▸ GIVEN TASK
Set down, word for word, the stretch of the mantis enclosure thread below from "## Katnapper (Jan" through "cups is fine.".

# questions about enclosures



## dr_funk (Jan 20, 2009)

I have noticed that people here use a few different types of enclosures for their mantids, as well as having different types of substrates and means of keeping heat and humidity stable.

The set-up I'm interested in keeping is just a deli cup, with a hole in the side and a foam cork, for feeding and misting. I was thinking of putting holes in the bottom and covering them with mesh, and keeping it upside down; to make cleaning easier and not to disturb the mantis too much.

I'm not sure which type of substrate will be best for keeping the humidity up, but because of its ready availability, I'm going to use paper towels. I'll more than likely experiment with others in the future.

I live in an interior gulf coast state in the USA, so I don't think heat/humidity will be much of a problem.

However, this brings up just a few questions up that I'd like to ask:

Has anyone had problems with the deli cup? with the paper towels?

Will I have problems with keeping the heat/humidity stable in this set-up?

I'd appreciate comments on my idea of an enclosure set-up.

Comments on personal experience, such as: what you prefer to use as far as enclosures, substrates, etc... would be greatly appreciated, as well.

I know I'll have questions, comments, problems, solutions, etc... in the future, so I'll be around!

Thanks for your time,

a doctor named "funk"


----------



## Katnapper (Jan 20, 2009)

Hi Funk,

Yes, there are about as many different types of enclosures as there are people keeping mantids. Lots of things work, and different people have different ideas, and/or access to different things. There's the budget that varies too. I think your idea of the cups is fine.

Don't place too much emphasis or worry about the humidity factor. Mist every other day in average indoor conditions, adjusting to account for individual circumstances or problems. If the mantids bend down to drink, they were thirsty... and I give them another shot to make sure they get their fill. If they don't... then you can probably wait a day or two between mistings. Investigate the species you'd like to keep, and see if you can find references to if they like it more humid or more dry... that will help you gage how often to mist too.


----------



## Peter Clausen (Jan 21, 2009)

I like the deli cup idea for two reasons. First, it's simple and that's the best way to start out in a new hobby. Minimize the variables. Second, it's the right size. Too often, people try to put small mantises in large enclosures and the mantis has much trouble finding its food.

Of course, the cost of doing it this way is it's not quite as attractive an enclosure. Mantises tend to speak for themselves, but an enclosure that accentuates their tendency towards ambush predation can enhance the hobby for the keeper, as well as the mantis.


----------



## Rick (Jan 21, 2009)

Do not fret or worry yourself to death over humidity levels. Some people worry far too much about this and buy gauges and other stuff that is not needed. I use the 32 oz deli cups for nymphs and small adult species. I cut a hole in the side and fill it with a foam plug. I put a shallow layer of moss and moisten it every other day. That is it. I rarely clean the enclosures as they don't really get dirty. For adults I don't use any substrate at all. I have used this technique for every species I have ever kept.

▸ DATA SEGMENT
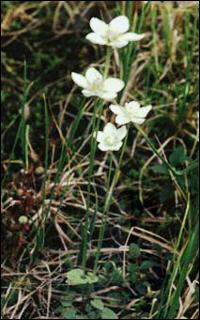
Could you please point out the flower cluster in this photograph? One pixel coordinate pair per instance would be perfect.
(94, 84)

▸ WRITTEN ANSWER
## Katnapper (Jan 20, 2009)

Hi Funk,

Yes, there are about as many different types of enclosures as there are people keeping mantids. Lots of things work, and different people have different ideas, and/or access to different things. There's the budget that varies too. I think your idea of the cups is fine.